• Aim 1: Translate this sentence from the adolescence interview into Spanish: "I wanted to write a wake-up call."
• Aim 2: From the adolescence interview, print the passage from "There were two" to "the general public.".
• Aim 3: In the adolescence interview, how long has the person answering the first question been studying adolescence?

• Article:
══════════════════════════════
Lessons from the New Science of Adolescence
Parenting expert, Lynne Griffin in conversation with Laurence Steinberg.
Posted September 8, 2014
Lynne Griffin in conversation with Laurence Steinberg
Why did you write Age of Opportunity?
There were two driving forces that motivated me. The first is that if you look at statistics on the well-being of American young people, you see quite clearly that things are not going well. Our high school students lag behind teens in many other developed nations on measures of achievement. At the same time, American teenagers lead the world in a wide array of problems, like obesity, STDs, violence, and binge drinking. I wanted to write a wake-up call. The second reason is that there have been tremendous advances in our understanding of adolescence, in part because of the growth of brain science, that haven’t really influenced the way we think about the period as much as they ought to. As a scientist who has been studying adolescence for forty years, I wanted to share this exciting knowledge with the general public.
A number of books about the adolescent brain have been published in the past few years. What’s different about this one?
══════════════════════════════
• Dataset records:

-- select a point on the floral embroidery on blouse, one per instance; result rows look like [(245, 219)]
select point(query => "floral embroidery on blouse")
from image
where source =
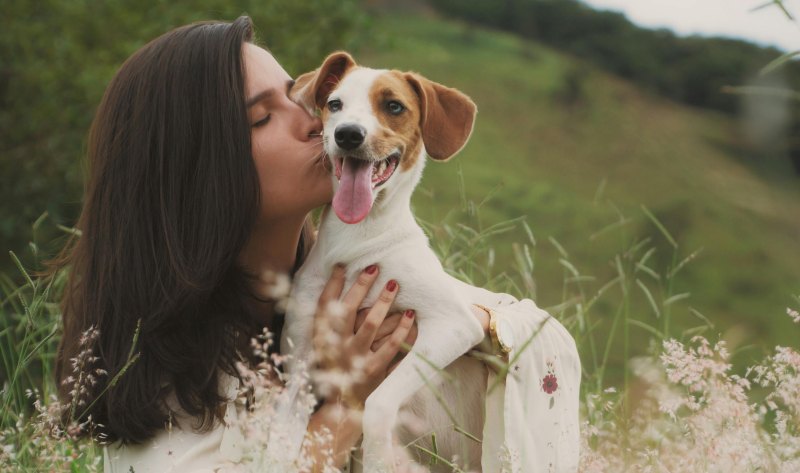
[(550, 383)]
══════════════════════════════
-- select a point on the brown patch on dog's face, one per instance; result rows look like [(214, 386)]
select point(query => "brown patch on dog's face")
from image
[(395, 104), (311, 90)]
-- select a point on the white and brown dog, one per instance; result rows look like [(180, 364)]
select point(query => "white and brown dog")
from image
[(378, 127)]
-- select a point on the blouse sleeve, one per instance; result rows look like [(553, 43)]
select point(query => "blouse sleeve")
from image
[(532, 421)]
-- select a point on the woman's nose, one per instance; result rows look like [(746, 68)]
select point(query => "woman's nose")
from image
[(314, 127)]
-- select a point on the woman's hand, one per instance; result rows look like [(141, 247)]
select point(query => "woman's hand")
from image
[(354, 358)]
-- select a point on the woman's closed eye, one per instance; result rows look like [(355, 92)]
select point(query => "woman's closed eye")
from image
══════════════════════════════
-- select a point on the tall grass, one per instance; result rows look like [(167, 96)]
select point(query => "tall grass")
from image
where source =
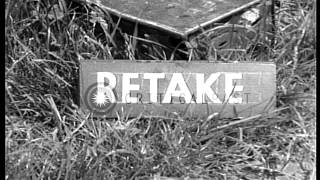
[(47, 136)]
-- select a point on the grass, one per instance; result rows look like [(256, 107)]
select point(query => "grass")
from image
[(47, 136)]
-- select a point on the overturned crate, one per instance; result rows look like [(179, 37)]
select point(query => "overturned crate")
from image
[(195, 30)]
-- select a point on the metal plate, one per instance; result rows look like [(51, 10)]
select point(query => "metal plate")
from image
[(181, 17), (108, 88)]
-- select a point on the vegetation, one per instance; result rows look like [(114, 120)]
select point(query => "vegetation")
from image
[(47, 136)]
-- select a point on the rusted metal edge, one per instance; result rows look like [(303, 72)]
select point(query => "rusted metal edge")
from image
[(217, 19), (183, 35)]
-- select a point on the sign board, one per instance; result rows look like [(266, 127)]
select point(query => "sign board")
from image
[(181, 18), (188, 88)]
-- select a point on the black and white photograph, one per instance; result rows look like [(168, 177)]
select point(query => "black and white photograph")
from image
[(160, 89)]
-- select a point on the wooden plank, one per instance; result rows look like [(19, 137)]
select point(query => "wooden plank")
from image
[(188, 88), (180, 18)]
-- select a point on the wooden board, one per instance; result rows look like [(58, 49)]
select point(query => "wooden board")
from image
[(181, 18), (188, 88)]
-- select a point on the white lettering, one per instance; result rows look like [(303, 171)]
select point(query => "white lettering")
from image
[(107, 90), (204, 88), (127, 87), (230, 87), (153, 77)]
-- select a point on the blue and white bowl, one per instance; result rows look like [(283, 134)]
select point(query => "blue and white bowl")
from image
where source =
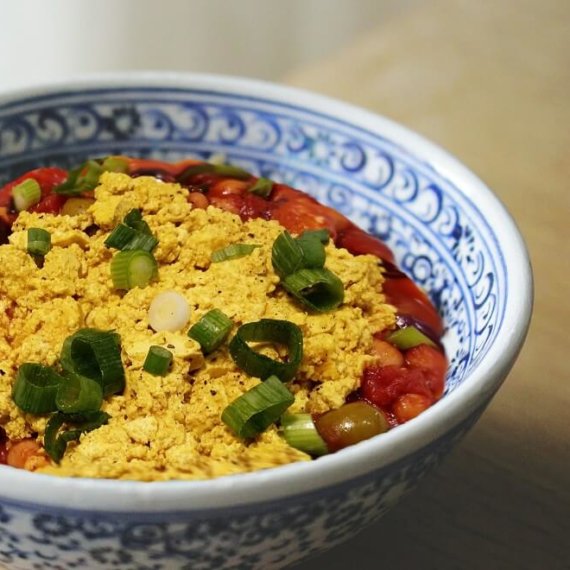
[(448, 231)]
══════════════════════════════
• Task result 1: Quería escribir una llamada de atención.

• Task result 2:
There were two driving forces that motivated me. The first is that if you look at statistics on the well-being of American young people, you see quite clearly that things are not going well. Our high school students lag behind teens in many other developed nations on measures of achievement. At the same time, American teenagers lead the world in a wide array of problems, like obesity, STDs, violence, and binge drinking. I wanted to write a wake-up call. The second reason is that there have been tremendous advances in our understanding of adolescence, in part because of the growth of brain science, that haven’t really influenced the way we think about the period as much as they ought to. As a scientist who has been studying adolescence for forty years, I wanted to share this exciting knowledge with the general public.

• Task result 3: Forty years.